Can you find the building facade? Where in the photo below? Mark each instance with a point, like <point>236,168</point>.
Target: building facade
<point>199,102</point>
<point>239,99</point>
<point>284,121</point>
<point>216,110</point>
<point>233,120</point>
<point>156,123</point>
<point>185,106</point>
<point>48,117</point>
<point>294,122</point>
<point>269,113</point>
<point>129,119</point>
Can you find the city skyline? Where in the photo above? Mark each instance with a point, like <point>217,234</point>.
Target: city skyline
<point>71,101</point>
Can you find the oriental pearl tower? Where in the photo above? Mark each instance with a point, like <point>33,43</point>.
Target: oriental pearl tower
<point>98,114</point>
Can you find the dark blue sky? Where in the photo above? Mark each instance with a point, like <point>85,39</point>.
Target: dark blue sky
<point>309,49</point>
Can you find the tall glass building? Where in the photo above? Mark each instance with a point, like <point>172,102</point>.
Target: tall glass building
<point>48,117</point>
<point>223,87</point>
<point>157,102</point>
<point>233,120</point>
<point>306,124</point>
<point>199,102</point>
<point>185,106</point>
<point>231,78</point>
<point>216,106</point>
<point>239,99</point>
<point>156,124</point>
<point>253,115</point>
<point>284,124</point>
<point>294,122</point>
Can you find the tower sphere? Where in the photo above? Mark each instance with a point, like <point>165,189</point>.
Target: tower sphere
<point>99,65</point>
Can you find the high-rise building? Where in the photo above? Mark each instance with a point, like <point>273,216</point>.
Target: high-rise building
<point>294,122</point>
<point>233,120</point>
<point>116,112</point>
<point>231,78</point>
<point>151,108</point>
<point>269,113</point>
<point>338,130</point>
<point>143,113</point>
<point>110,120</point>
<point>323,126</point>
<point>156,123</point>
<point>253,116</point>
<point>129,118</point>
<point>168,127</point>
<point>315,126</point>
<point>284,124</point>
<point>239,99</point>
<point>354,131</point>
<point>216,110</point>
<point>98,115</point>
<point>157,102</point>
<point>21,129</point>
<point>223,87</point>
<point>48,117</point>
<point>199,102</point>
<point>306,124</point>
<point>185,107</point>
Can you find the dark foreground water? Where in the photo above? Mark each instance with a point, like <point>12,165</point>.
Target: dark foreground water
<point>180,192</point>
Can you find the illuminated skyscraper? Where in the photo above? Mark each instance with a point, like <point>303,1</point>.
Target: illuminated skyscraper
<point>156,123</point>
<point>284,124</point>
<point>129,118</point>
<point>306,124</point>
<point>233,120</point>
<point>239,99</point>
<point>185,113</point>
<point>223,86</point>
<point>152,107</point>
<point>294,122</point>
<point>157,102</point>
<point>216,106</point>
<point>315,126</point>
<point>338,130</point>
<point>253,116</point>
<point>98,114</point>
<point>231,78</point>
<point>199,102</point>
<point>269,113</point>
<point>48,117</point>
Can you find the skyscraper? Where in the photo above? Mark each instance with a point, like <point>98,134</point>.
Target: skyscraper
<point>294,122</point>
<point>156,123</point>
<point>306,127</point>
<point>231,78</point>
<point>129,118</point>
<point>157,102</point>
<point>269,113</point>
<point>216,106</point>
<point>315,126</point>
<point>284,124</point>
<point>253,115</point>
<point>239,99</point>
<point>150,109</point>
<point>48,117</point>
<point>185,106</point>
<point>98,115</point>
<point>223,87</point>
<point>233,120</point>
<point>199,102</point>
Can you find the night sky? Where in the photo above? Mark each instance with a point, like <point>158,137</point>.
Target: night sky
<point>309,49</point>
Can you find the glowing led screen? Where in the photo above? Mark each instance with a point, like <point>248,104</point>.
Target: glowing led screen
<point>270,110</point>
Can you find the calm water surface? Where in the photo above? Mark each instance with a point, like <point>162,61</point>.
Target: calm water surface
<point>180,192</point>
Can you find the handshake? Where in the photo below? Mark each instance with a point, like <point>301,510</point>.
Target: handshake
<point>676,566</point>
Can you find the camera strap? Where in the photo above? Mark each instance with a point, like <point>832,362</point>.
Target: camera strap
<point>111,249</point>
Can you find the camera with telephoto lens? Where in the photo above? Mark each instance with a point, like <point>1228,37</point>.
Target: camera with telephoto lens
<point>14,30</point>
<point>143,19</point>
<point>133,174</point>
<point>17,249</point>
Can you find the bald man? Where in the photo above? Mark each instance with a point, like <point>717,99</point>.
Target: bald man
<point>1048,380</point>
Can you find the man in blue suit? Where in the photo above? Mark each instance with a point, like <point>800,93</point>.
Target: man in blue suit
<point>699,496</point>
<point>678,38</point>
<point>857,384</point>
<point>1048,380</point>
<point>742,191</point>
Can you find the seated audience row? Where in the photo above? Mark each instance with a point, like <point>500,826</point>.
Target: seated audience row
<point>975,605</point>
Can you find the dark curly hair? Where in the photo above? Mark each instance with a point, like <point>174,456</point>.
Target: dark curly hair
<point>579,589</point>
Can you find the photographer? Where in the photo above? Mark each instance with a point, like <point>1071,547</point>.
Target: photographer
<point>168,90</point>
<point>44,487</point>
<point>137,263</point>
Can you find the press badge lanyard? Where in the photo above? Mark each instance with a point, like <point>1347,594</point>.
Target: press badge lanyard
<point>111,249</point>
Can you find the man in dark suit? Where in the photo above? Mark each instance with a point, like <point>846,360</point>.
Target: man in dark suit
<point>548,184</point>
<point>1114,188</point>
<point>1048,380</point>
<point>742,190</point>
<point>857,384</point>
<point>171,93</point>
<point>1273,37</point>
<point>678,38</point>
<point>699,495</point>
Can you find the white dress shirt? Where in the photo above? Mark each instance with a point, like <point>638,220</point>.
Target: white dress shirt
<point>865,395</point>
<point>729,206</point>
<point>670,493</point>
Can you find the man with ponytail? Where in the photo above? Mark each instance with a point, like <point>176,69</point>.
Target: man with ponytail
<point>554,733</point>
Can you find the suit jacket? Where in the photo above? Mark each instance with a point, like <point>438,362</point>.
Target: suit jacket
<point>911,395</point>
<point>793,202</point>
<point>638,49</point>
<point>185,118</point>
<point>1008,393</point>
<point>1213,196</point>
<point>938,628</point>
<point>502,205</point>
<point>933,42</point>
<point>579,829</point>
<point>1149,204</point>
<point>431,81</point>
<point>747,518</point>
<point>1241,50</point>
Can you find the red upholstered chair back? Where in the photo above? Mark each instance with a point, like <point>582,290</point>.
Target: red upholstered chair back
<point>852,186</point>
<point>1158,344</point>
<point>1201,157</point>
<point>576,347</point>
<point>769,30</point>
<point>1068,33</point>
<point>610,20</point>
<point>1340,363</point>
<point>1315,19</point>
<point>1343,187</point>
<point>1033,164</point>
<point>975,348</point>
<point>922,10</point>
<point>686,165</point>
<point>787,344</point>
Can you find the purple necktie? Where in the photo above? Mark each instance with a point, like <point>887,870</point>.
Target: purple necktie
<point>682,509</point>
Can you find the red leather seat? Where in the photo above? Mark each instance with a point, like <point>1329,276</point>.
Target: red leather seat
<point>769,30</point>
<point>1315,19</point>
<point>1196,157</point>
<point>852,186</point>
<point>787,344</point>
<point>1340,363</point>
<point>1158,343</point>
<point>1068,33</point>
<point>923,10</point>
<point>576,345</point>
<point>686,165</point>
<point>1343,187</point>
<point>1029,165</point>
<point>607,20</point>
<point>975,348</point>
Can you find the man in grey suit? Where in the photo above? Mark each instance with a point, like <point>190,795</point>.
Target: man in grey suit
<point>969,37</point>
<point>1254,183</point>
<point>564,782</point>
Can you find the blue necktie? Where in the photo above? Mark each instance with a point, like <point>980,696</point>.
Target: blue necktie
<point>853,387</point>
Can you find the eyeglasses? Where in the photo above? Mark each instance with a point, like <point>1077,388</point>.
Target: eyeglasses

* Task instructions
Reproducing the whole listing above is not the task. Copy exactly only the lines from the one with "Can you find the tower" to the one with "Can you find the high-rise", both kept.

* Task response
Can you find the tower sphere? Where in the photo above? Mark each instance with a point, like <point>165,189</point>.
Target: tower sphere
<point>99,65</point>
Can you find the high-rise building? Where in the photo above? Mark each instance with a point, like <point>273,216</point>.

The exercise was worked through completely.